Natural-language object grounding data

═══

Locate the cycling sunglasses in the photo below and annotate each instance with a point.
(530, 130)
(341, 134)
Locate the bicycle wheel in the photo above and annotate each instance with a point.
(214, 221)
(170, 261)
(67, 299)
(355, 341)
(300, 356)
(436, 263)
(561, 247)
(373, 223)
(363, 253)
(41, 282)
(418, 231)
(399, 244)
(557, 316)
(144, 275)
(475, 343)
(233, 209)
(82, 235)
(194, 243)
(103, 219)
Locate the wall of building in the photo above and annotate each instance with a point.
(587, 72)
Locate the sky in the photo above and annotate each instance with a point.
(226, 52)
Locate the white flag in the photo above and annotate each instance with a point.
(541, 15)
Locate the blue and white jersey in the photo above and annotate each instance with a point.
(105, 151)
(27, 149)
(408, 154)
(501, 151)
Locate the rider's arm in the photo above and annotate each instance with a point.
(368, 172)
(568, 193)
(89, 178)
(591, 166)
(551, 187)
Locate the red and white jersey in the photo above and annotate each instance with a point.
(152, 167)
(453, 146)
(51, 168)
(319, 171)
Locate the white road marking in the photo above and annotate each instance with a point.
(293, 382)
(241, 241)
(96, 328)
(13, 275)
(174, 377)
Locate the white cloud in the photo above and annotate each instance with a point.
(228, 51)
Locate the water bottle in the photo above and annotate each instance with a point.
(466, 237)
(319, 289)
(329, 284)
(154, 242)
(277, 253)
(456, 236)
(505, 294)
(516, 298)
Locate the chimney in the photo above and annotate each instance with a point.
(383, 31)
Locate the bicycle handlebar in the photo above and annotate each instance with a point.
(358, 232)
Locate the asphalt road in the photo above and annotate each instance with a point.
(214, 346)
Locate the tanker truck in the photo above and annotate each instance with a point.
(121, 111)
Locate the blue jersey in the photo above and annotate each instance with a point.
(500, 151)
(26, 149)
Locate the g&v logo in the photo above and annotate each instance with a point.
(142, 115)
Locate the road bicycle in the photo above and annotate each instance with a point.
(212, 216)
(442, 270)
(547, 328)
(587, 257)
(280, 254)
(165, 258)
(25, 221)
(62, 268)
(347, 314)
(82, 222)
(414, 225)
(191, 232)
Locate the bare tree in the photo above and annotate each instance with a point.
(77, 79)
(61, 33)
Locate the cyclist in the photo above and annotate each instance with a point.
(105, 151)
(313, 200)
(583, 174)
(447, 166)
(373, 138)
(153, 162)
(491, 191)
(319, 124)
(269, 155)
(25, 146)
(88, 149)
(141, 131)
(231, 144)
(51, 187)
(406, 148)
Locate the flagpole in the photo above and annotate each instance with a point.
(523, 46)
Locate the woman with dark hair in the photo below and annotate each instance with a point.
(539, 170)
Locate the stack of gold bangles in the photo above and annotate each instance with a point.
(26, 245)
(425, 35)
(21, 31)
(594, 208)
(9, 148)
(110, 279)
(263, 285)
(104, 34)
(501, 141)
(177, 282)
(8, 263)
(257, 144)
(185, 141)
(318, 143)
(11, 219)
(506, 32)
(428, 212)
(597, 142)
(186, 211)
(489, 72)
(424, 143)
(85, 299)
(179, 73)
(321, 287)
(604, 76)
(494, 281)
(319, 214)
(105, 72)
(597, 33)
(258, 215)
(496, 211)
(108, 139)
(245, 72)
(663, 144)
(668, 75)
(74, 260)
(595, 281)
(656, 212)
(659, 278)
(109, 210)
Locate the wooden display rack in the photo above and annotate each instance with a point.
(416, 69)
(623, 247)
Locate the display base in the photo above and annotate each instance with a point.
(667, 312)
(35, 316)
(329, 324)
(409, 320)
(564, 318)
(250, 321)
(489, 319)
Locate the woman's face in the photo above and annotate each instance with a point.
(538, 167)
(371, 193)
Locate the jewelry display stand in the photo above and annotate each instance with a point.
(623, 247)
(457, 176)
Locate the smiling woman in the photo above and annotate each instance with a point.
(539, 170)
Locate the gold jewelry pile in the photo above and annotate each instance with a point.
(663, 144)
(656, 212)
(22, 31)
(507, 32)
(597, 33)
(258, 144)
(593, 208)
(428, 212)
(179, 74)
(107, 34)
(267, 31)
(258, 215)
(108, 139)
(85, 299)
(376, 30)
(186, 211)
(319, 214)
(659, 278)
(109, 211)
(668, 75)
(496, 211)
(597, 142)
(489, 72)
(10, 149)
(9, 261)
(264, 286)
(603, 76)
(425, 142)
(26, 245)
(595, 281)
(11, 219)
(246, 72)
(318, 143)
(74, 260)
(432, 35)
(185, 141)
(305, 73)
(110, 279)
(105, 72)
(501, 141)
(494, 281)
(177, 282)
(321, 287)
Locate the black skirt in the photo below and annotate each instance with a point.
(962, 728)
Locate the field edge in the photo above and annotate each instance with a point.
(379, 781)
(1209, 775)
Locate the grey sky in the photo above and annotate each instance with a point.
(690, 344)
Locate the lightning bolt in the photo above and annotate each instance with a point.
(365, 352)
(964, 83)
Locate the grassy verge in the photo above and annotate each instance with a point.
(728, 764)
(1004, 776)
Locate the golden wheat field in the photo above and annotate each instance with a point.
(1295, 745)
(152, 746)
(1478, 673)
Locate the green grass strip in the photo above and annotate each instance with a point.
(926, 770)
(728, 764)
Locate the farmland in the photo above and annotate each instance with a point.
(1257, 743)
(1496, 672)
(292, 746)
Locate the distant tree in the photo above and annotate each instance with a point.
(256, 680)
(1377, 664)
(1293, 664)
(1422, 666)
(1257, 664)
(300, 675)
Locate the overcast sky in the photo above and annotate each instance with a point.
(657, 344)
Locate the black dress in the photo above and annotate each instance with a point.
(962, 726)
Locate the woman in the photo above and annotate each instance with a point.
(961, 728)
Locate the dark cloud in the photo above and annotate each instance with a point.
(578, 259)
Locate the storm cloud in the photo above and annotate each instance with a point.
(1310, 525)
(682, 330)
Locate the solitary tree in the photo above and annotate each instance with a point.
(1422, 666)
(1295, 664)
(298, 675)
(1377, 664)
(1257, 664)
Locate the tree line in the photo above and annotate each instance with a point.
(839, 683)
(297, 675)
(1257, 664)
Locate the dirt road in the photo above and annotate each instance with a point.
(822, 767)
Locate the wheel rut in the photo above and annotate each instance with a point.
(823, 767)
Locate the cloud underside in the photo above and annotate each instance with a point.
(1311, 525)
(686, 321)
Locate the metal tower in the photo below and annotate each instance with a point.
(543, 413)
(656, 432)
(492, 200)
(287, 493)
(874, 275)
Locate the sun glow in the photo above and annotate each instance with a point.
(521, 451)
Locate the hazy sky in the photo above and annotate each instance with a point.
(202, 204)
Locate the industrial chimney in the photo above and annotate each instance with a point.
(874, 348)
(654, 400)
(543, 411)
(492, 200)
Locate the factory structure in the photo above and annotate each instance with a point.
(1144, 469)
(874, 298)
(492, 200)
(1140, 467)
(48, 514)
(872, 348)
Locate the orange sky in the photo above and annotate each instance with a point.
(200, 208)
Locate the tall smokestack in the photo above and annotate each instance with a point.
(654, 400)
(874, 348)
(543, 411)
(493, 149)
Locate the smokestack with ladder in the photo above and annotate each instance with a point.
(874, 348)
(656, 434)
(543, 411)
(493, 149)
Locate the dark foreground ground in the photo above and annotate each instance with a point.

═══

**Required work:** Exact duplication of all the data above is expected.

**Task solution:**
Locate the cycling sunglasses in the photo below and annotate each instance with a point.
(530, 130)
(341, 134)
Locate the bicycle wheel in the photo above and annotate each instance with a point.
(214, 221)
(170, 261)
(67, 299)
(355, 341)
(300, 356)
(436, 263)
(561, 247)
(373, 223)
(363, 253)
(41, 282)
(418, 231)
(399, 244)
(557, 316)
(144, 275)
(475, 343)
(233, 209)
(82, 235)
(194, 243)
(103, 219)
Locate the wall of building in the photo above and annotate each instance with a point.
(587, 72)
Locate the sky in the photo above and annotate each instance with a point.
(226, 52)
Locate the white flag in the photo above and annotate each instance with a point.
(541, 15)
Locate the blue and white jersey in the photo above and annotate each instance with a point.
(105, 151)
(27, 149)
(408, 154)
(501, 151)
Locate the rider's arm in the photo above and annotate each instance with a point.
(368, 172)
(568, 193)
(89, 178)
(591, 166)
(551, 187)
Locate the red and white jersey in the photo above and annotate each instance with a point.
(152, 167)
(453, 146)
(51, 168)
(319, 171)
Locate the white road marking in the photo above and annotate each instance with a point.
(293, 382)
(241, 241)
(96, 328)
(13, 275)
(174, 377)
Locate the white cloud in the photo above and annotate each instance with a point.
(228, 51)
Locate the water bottle in the photo above and annotate each instance with a point.
(466, 237)
(319, 289)
(329, 284)
(154, 242)
(277, 253)
(456, 236)
(505, 294)
(516, 298)
Locate the chimney in the photo above and annotate each instance with a point.
(383, 31)
Locate the bicycle handlebar in the photo above and annotate each instance with a point.
(358, 232)
Locate the asphalt road in the photo above and annotate each instance with a point.
(214, 346)
Locate the tanker truck in the photo above and annotate each instance with a point.
(121, 111)
Locate the blue jersey in the photo above and annotate each instance with a point.
(500, 151)
(26, 149)
Locate the g&v logo in the photo above and annotate each instance with a point.
(142, 115)
Locate the road bicycle in the photo above and annotate each instance with a point.
(212, 216)
(442, 270)
(547, 328)
(587, 257)
(280, 254)
(165, 258)
(25, 221)
(62, 268)
(347, 314)
(82, 222)
(414, 225)
(191, 232)
Locate the bare tree in the photo above and annotate each instance with a point.
(77, 79)
(61, 33)
Locate the cyclist in the photo above and annotate each instance with a point.
(105, 151)
(313, 200)
(583, 174)
(447, 166)
(373, 138)
(153, 162)
(491, 191)
(319, 124)
(269, 155)
(25, 146)
(88, 149)
(141, 131)
(231, 144)
(51, 187)
(406, 148)
Locate the flagpole in the photo above and annotate each instance with a point.
(523, 46)
Locate the woman with dark hair in the photo below and annotate each instance with a point.
(539, 170)
Locate the stack of gold bangles in the photo above and annotate each instance with a point.
(26, 245)
(425, 35)
(21, 31)
(594, 208)
(9, 148)
(110, 279)
(263, 285)
(104, 34)
(501, 141)
(177, 282)
(8, 263)
(257, 144)
(185, 141)
(318, 143)
(11, 219)
(506, 32)
(428, 212)
(597, 142)
(186, 211)
(489, 72)
(424, 143)
(85, 299)
(179, 73)
(321, 287)
(604, 76)
(494, 281)
(319, 214)
(105, 72)
(597, 33)
(258, 215)
(496, 211)
(108, 139)
(245, 72)
(663, 144)
(668, 75)
(74, 260)
(595, 281)
(656, 212)
(659, 278)
(109, 210)
Locate the wooden display rack in the photo above and annotate each instance with a point.
(416, 69)
(623, 247)
Locate the display base in the photo above and annotate each instance with a point.
(667, 312)
(35, 316)
(329, 324)
(409, 320)
(564, 318)
(250, 321)
(489, 319)
Locate the woman's face in the photo above and annotate each instance with a point.
(538, 167)
(371, 193)
Locate the jewelry display stand in the photo above and annotate each instance with a point.
(623, 247)
(457, 176)
Locate the smiling woman in the photo above and annotate each instance with a point.
(539, 170)
Locate the gold jewelry pile in the photo above and annotate each instance with a point.
(663, 144)
(656, 212)
(22, 31)
(507, 32)
(597, 33)
(258, 144)
(593, 208)
(428, 212)
(179, 74)
(107, 34)
(267, 31)
(258, 215)
(108, 139)
(85, 299)
(376, 30)
(186, 211)
(319, 214)
(659, 278)
(109, 211)
(668, 75)
(496, 211)
(597, 142)
(489, 72)
(10, 149)
(9, 261)
(264, 286)
(603, 76)
(425, 142)
(26, 245)
(595, 281)
(11, 219)
(246, 72)
(318, 143)
(74, 260)
(432, 35)
(185, 141)
(305, 73)
(110, 279)
(105, 72)
(501, 141)
(494, 281)
(177, 282)
(321, 287)
Locate the black skirt in the photo below and annotate each instance with a point.
(962, 728)
Locate the field edge in the photo above and annotate each instance with a point.
(379, 781)
(1209, 775)
Locate the grey sky in the photo above and annotate each instance with a point.
(690, 344)
Locate the lightning bolt in the photo above and annotate each instance with a point.
(365, 352)
(964, 83)
Locate the grassy verge in the photo above and annotate each instance with a point.
(728, 764)
(1004, 776)
Locate the golden wheat field in the photo above and annotate each instance with a point.
(1295, 745)
(152, 746)
(1478, 673)
Locate the green grass strip in the photo above and annotate each instance with a point.
(926, 770)
(728, 764)
Locate the farmland in the photo above and annotate each instance with a point.
(1257, 743)
(1496, 672)
(292, 746)
Locate the distant tree in the photo above and annotate each instance with a point.
(256, 680)
(1377, 664)
(1293, 664)
(1422, 666)
(1257, 664)
(300, 675)
Locate the overcast sky in the photo above and annotate each instance with a point.
(657, 344)
Locate the black dress in the photo above and annotate each instance with a point.
(962, 726)
Locate the woman in the photo above and annotate each instance with a point.
(961, 728)
Locate the dark cloud in the photo above and annotate each instance with a point.
(578, 259)
Locate the storm cloud in the photo above and annotate each instance with a point.
(1310, 525)
(682, 330)
Locate the solitary tree in the photo above and annotate each instance with a point.
(1422, 666)
(1295, 664)
(298, 675)
(1377, 664)
(1257, 664)
Locate the tree line in the photo above and annotate each instance with a point.
(839, 683)
(297, 675)
(1257, 664)
Locate the dirt road in the photo above and annotate each instance with a point.
(822, 767)
Locate the wheel rut in the photo above and annotate each instance with a point.
(823, 767)
Locate the cloud underside in the photo above and annotate each instance with a point.
(1311, 525)
(686, 321)
Locate the metal tower in the photo below and annotate each instance with a point.
(543, 413)
(656, 432)
(492, 200)
(287, 493)
(874, 275)
Locate the sun glow in the photo above and annotate each instance with a point.
(521, 451)
Locate the hazy sky in the photo above and annotate each instance with a point.
(202, 204)
Locate the industrial chimney in the photo above and annotate each instance with a point.
(874, 348)
(654, 400)
(543, 411)
(492, 200)
Locate the factory structure in the photo above and annotate each instance with a point.
(1144, 469)
(874, 298)
(492, 200)
(1140, 467)
(48, 514)
(872, 348)
Locate the orange sky in the photo above and annotate each instance with a point.
(200, 208)
Locate the tall smokestack in the photo above and annotate each instance with a point.
(654, 400)
(874, 348)
(543, 411)
(493, 149)
Locate the smokestack with ladder in the photo above and annotate each instance with a point.
(874, 348)
(656, 434)
(543, 411)
(493, 149)
Locate the dark foreground ground in the photo above and annotate each instance with a point.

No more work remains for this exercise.